## Exercise inputs

※

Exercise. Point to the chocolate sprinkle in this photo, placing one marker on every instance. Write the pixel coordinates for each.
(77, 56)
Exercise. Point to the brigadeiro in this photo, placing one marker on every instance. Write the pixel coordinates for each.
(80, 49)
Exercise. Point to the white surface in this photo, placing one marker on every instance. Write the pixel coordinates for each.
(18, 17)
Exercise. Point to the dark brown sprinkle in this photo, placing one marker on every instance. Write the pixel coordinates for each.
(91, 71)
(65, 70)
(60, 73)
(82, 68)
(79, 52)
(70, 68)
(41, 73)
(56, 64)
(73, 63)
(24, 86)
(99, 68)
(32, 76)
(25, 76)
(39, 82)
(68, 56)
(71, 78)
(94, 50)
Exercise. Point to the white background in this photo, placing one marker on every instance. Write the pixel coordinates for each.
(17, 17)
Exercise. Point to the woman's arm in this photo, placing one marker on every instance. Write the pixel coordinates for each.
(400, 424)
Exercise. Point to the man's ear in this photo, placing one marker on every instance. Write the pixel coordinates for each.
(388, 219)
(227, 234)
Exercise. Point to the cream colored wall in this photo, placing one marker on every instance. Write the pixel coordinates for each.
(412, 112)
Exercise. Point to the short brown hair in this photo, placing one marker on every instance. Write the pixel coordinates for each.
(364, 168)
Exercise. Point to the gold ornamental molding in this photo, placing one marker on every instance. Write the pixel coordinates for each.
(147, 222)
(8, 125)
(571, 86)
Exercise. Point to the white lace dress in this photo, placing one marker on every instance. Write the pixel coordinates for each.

※

## Brief
Format every line of the material above as one numbered list, leaving out blank lines.

## Reply to the exercise
1. Exercise. Point to the chocolate sprinkle in this photo, placing one marker on every instance. Write the pixel coordinates for each.
2. (77, 56)
3. Exercise. Point to the brigadeiro in this photo, placing one marker on every instance. Write the pixel coordinates for each.
4. (80, 49)
5. Exercise. Point to the white surface in this photo, placing one marker on every instance. Write the pixel coordinates for each.
6. (18, 17)
7. Exercise. Point to the dark brown sprinkle in this photo, placing one marker on every instance. Write the pixel coordinates for each.
8. (91, 71)
9. (65, 70)
10. (60, 73)
11. (82, 68)
12. (79, 52)
13. (70, 68)
14. (41, 73)
15. (56, 64)
16. (73, 63)
17. (24, 86)
18. (99, 68)
19. (32, 76)
20. (25, 76)
21. (39, 82)
22. (68, 56)
23. (71, 78)
24. (94, 50)
25. Exercise. Point to the white background in this photo, placing one marker on every instance. Write the pixel coordinates for each.
26. (17, 17)
27. Exercise. Point to the woman's arm in this photo, placing one marker on every instance. Write the pixel coordinates for each.
28. (400, 424)
29. Exercise. Point to the man's ear in this photo, placing one marker on every instance. Write the pixel coordinates for each.
30. (388, 219)
31. (227, 234)
32. Exercise. Point to the cream colored wall in this photo, placing one marker on every instance. Write the pixel coordinates for each.
33. (412, 112)
34. Exercise. Point to the short brown hair in this photo, placing one marker on every instance. Write the pixel coordinates for each.
35. (364, 168)
36. Exercise. Point to the gold ornamental molding in this photo, placing one marker on every instance. Write the pixel coordinates for each.
37. (147, 222)
38. (8, 125)
39. (571, 86)
40. Exercise. Point to the white lace dress in this photo, placing one marker on every instance. Write the pixel coordinates for each.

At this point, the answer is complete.